(Data shown Opens)
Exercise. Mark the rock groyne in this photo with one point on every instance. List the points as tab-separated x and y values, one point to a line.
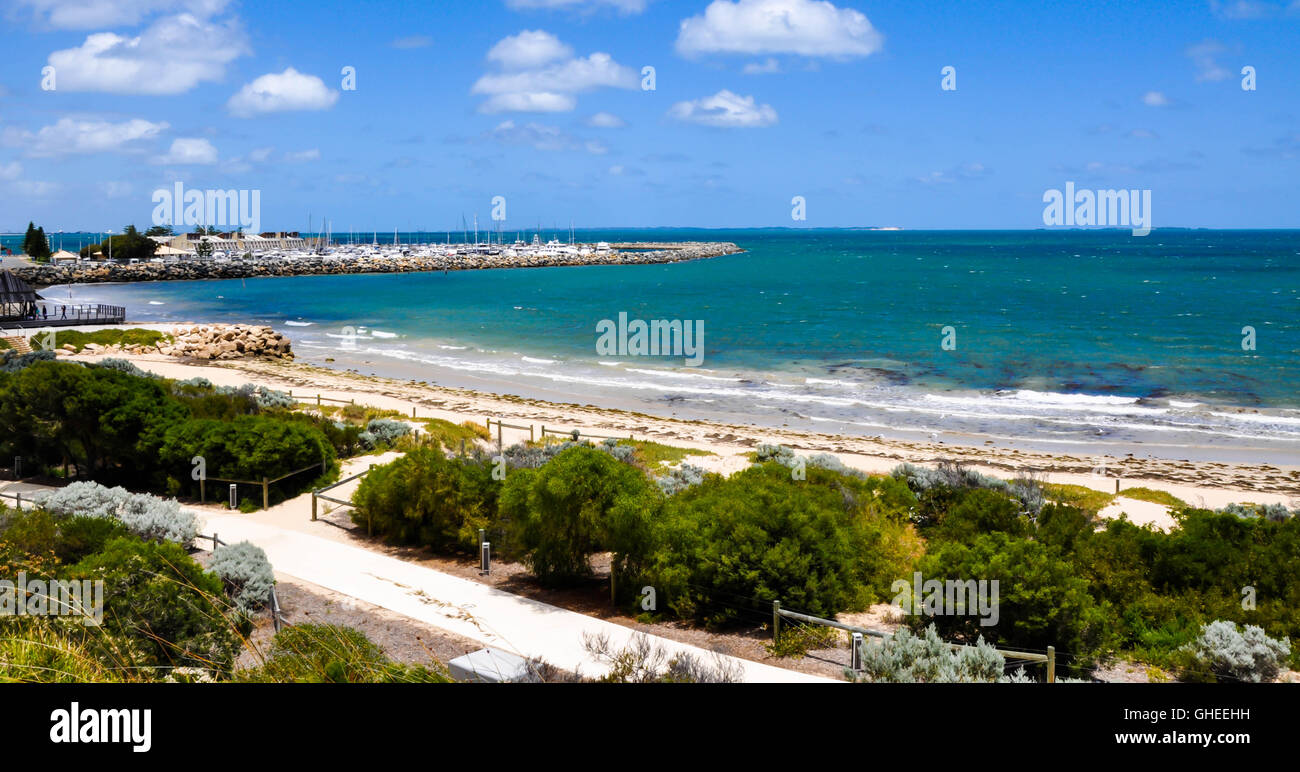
193	269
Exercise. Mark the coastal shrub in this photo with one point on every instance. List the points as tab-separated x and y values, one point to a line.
109	337
333	654
122	365
90	499
679	478
247	447
581	502
148	517
727	547
81	536
12	361
109	430
450	436
1225	651
151	517
644	662
1041	598
982	511
430	499
1274	512
161	610
247	575
384	432
906	658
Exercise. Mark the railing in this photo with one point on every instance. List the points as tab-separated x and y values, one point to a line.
778	614
264	482
18	498
320	399
320	494
545	432
81	312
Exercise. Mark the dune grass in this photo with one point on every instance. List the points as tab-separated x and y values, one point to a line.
1156	497
1077	495
131	337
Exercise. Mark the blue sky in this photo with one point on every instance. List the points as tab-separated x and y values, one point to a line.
541	102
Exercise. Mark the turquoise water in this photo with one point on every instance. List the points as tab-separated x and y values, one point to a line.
1060	334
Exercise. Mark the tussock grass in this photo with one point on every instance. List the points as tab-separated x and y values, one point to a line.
1156	497
1078	495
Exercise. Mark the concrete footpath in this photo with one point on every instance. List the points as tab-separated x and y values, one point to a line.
476	611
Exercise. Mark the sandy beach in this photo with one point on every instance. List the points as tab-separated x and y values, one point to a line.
1196	482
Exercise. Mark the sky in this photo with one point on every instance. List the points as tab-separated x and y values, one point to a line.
386	115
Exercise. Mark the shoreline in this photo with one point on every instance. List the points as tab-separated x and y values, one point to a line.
1210	485
261	267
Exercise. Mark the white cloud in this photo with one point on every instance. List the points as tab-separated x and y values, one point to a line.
541	102
606	121
544	138
189	151
85	14
724	109
531	48
282	91
538	74
414	42
1205	56
805	27
170	56
956	174
583	5
72	137
762	68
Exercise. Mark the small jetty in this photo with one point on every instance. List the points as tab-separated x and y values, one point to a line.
22	308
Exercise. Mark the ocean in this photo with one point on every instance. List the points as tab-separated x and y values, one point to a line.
1182	343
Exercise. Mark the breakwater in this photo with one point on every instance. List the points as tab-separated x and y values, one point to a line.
255	267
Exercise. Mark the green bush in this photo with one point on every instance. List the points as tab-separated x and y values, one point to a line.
107	423
430	499
581	502
160	608
1041	598
824	545
246	447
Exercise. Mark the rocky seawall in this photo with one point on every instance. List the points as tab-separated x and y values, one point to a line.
190	269
206	342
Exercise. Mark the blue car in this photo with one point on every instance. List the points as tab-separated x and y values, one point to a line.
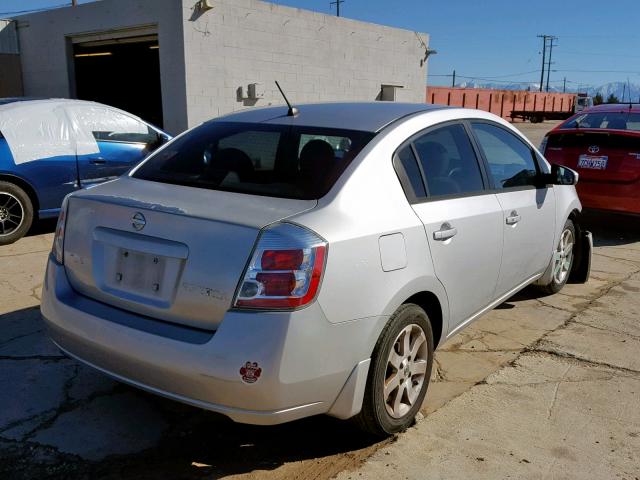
50	148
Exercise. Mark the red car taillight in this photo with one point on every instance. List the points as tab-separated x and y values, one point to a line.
285	269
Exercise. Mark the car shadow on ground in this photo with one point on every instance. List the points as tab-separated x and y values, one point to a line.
41	227
198	443
193	443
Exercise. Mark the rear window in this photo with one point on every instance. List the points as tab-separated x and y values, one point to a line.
608	120
270	160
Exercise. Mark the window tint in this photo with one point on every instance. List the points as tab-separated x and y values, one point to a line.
448	161
410	165
612	120
341	145
272	160
108	125
260	147
510	160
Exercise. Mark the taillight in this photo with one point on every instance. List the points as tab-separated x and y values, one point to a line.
285	270
58	239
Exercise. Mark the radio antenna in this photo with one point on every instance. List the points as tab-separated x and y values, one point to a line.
293	111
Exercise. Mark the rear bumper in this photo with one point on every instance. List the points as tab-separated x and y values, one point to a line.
305	361
617	197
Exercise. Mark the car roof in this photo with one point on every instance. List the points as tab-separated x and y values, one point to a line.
614	107
17	102
363	116
7	100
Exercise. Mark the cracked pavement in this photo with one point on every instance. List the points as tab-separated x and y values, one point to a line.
541	387
566	405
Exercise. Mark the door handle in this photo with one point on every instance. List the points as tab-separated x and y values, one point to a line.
445	233
513	218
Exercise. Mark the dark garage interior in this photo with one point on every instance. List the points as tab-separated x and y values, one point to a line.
123	73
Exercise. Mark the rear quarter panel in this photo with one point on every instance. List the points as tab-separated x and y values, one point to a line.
50	178
367	203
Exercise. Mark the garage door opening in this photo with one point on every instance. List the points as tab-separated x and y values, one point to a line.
123	72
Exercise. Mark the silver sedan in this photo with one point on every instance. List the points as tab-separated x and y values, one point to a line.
275	264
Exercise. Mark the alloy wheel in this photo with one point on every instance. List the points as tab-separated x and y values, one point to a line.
406	370
11	214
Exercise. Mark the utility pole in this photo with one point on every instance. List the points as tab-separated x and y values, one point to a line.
337	4
544	53
551	39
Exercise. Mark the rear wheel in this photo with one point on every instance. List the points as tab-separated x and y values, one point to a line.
562	260
16	213
399	374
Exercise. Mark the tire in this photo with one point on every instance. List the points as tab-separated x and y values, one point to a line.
16	213
381	414
560	277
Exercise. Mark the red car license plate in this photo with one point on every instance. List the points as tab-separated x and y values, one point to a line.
593	162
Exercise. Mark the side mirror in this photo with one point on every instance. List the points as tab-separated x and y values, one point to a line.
561	175
156	142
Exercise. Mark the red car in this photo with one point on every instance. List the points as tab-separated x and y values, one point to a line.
603	145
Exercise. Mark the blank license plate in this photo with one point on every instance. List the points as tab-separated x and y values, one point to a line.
593	162
139	272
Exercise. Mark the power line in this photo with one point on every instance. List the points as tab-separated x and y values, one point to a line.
546	39
551	39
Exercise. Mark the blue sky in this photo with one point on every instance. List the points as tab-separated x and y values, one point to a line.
496	39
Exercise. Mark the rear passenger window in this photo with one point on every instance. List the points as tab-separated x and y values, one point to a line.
413	181
449	162
510	160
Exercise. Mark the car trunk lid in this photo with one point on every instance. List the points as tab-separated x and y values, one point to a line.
170	252
598	156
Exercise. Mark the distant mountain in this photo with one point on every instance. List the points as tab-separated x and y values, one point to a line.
616	88
619	89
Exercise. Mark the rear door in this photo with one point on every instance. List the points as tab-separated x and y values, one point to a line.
119	142
528	211
462	220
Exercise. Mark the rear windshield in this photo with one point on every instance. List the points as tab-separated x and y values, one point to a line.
608	120
271	160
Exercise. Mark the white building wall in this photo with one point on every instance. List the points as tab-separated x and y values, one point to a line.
315	57
45	42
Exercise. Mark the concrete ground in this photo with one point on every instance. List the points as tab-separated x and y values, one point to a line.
540	387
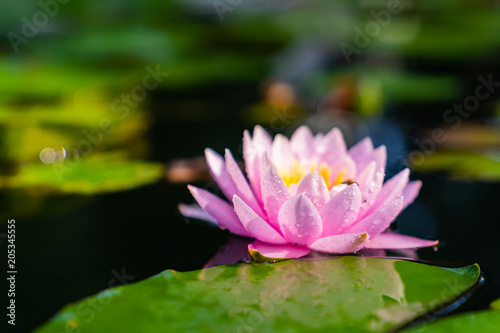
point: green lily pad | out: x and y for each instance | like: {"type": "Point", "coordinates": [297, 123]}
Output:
{"type": "Point", "coordinates": [471, 322]}
{"type": "Point", "coordinates": [496, 304]}
{"type": "Point", "coordinates": [338, 294]}
{"type": "Point", "coordinates": [85, 177]}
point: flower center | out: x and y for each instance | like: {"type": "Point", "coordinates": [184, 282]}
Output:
{"type": "Point", "coordinates": [300, 170]}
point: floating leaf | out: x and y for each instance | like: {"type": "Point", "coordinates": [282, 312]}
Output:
{"type": "Point", "coordinates": [471, 322]}
{"type": "Point", "coordinates": [338, 294]}
{"type": "Point", "coordinates": [496, 304]}
{"type": "Point", "coordinates": [86, 177]}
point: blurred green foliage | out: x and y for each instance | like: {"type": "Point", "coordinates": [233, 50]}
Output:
{"type": "Point", "coordinates": [65, 76]}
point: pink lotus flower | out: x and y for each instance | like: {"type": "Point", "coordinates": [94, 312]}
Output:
{"type": "Point", "coordinates": [307, 194]}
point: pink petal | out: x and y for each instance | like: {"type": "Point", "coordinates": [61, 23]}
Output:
{"type": "Point", "coordinates": [274, 194]}
{"type": "Point", "coordinates": [243, 190]}
{"type": "Point", "coordinates": [217, 167]}
{"type": "Point", "coordinates": [314, 187]}
{"type": "Point", "coordinates": [337, 189]}
{"type": "Point", "coordinates": [331, 147]}
{"type": "Point", "coordinates": [281, 153]}
{"type": "Point", "coordinates": [220, 210]}
{"type": "Point", "coordinates": [345, 243]}
{"type": "Point", "coordinates": [380, 220]}
{"type": "Point", "coordinates": [370, 192]}
{"type": "Point", "coordinates": [392, 189]}
{"type": "Point", "coordinates": [195, 212]}
{"type": "Point", "coordinates": [278, 251]}
{"type": "Point", "coordinates": [366, 175]}
{"type": "Point", "coordinates": [410, 192]}
{"type": "Point", "coordinates": [397, 241]}
{"type": "Point", "coordinates": [380, 157]}
{"type": "Point", "coordinates": [253, 149]}
{"type": "Point", "coordinates": [299, 220]}
{"type": "Point", "coordinates": [302, 143]}
{"type": "Point", "coordinates": [255, 225]}
{"type": "Point", "coordinates": [344, 166]}
{"type": "Point", "coordinates": [341, 210]}
{"type": "Point", "coordinates": [361, 153]}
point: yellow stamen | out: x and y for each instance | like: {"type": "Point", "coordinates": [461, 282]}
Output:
{"type": "Point", "coordinates": [299, 171]}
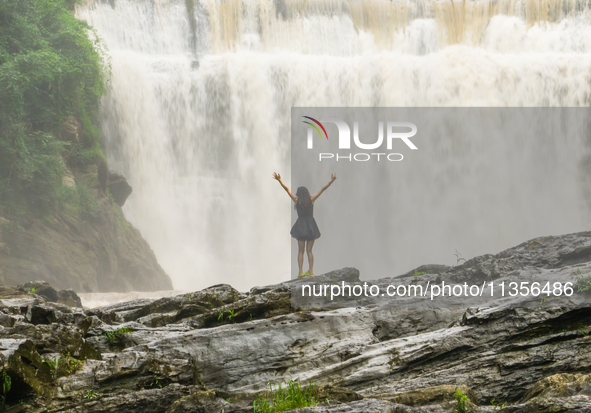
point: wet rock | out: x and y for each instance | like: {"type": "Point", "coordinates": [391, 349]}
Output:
{"type": "Point", "coordinates": [218, 349]}
{"type": "Point", "coordinates": [69, 298]}
{"type": "Point", "coordinates": [118, 187]}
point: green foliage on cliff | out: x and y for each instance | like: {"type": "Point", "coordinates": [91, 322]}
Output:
{"type": "Point", "coordinates": [51, 66]}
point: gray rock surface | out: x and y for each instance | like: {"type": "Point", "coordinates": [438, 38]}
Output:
{"type": "Point", "coordinates": [217, 350]}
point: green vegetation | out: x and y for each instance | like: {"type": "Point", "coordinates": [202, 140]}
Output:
{"type": "Point", "coordinates": [6, 385]}
{"type": "Point", "coordinates": [462, 402]}
{"type": "Point", "coordinates": [113, 336]}
{"type": "Point", "coordinates": [583, 280]}
{"type": "Point", "coordinates": [50, 68]}
{"type": "Point", "coordinates": [293, 397]}
{"type": "Point", "coordinates": [53, 368]}
{"type": "Point", "coordinates": [459, 258]}
{"type": "Point", "coordinates": [156, 381]}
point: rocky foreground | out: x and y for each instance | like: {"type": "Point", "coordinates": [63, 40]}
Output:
{"type": "Point", "coordinates": [217, 349]}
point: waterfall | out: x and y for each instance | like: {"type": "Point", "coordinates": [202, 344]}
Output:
{"type": "Point", "coordinates": [198, 113]}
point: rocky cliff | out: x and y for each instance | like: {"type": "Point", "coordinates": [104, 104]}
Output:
{"type": "Point", "coordinates": [218, 349]}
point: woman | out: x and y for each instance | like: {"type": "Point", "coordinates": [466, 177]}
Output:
{"type": "Point", "coordinates": [305, 229]}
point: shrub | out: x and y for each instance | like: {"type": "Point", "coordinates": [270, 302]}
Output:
{"type": "Point", "coordinates": [50, 68]}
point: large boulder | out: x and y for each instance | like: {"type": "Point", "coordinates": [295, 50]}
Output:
{"type": "Point", "coordinates": [118, 187]}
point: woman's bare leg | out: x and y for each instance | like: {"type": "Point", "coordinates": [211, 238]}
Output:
{"type": "Point", "coordinates": [309, 246]}
{"type": "Point", "coordinates": [301, 246]}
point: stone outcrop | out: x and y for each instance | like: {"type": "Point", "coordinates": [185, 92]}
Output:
{"type": "Point", "coordinates": [219, 349]}
{"type": "Point", "coordinates": [118, 187]}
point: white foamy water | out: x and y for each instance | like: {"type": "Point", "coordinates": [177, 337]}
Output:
{"type": "Point", "coordinates": [197, 117]}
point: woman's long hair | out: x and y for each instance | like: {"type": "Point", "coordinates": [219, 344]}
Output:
{"type": "Point", "coordinates": [303, 197]}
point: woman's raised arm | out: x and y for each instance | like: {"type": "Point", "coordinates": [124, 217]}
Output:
{"type": "Point", "coordinates": [317, 194]}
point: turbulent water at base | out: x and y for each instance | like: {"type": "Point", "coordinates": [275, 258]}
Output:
{"type": "Point", "coordinates": [197, 117]}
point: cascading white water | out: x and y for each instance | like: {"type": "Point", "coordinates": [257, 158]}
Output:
{"type": "Point", "coordinates": [197, 117]}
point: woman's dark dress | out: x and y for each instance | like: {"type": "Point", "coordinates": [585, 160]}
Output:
(Data shown Closes)
Exercise:
All lines in the listing above from the line containing "point: gray rock" to the line containing "point: woman's bare", inclusive, should be retyped exactly; no other lines should appear.

Reply to the exercise:
point: gray rock surface | out: x and y for each instance | like: {"type": "Point", "coordinates": [438, 38]}
Output:
{"type": "Point", "coordinates": [217, 350]}
point: green vegetation | out: x and y for each instance | like: {"type": "Point", "coordinates": [202, 140]}
Output:
{"type": "Point", "coordinates": [6, 385]}
{"type": "Point", "coordinates": [462, 402]}
{"type": "Point", "coordinates": [113, 336]}
{"type": "Point", "coordinates": [583, 280]}
{"type": "Point", "coordinates": [50, 68]}
{"type": "Point", "coordinates": [293, 397]}
{"type": "Point", "coordinates": [53, 368]}
{"type": "Point", "coordinates": [459, 258]}
{"type": "Point", "coordinates": [156, 381]}
point: rocky foreground | out: x and y for each instance | like: {"type": "Point", "coordinates": [63, 40]}
Output:
{"type": "Point", "coordinates": [217, 349]}
point: waterfall | out: x and y for each instance | like: {"type": "Point", "coordinates": [202, 344]}
Output:
{"type": "Point", "coordinates": [198, 113]}
point: rocky cliff | out: x and y for each instance | like: {"type": "Point", "coordinates": [104, 104]}
Output:
{"type": "Point", "coordinates": [218, 349]}
point: woman | out: x and y for each instance | like: {"type": "Point", "coordinates": [466, 177]}
Output:
{"type": "Point", "coordinates": [305, 229]}
point: shrub | out: x and y for each instance | like: {"type": "Point", "coordinates": [270, 302]}
Output:
{"type": "Point", "coordinates": [50, 68]}
point: large boulder | out: x and y for each instance | like: {"type": "Point", "coordinates": [295, 50]}
Output:
{"type": "Point", "coordinates": [118, 187]}
point: woman's bare leg | out: x and y for each instance | like: {"type": "Point", "coordinates": [211, 238]}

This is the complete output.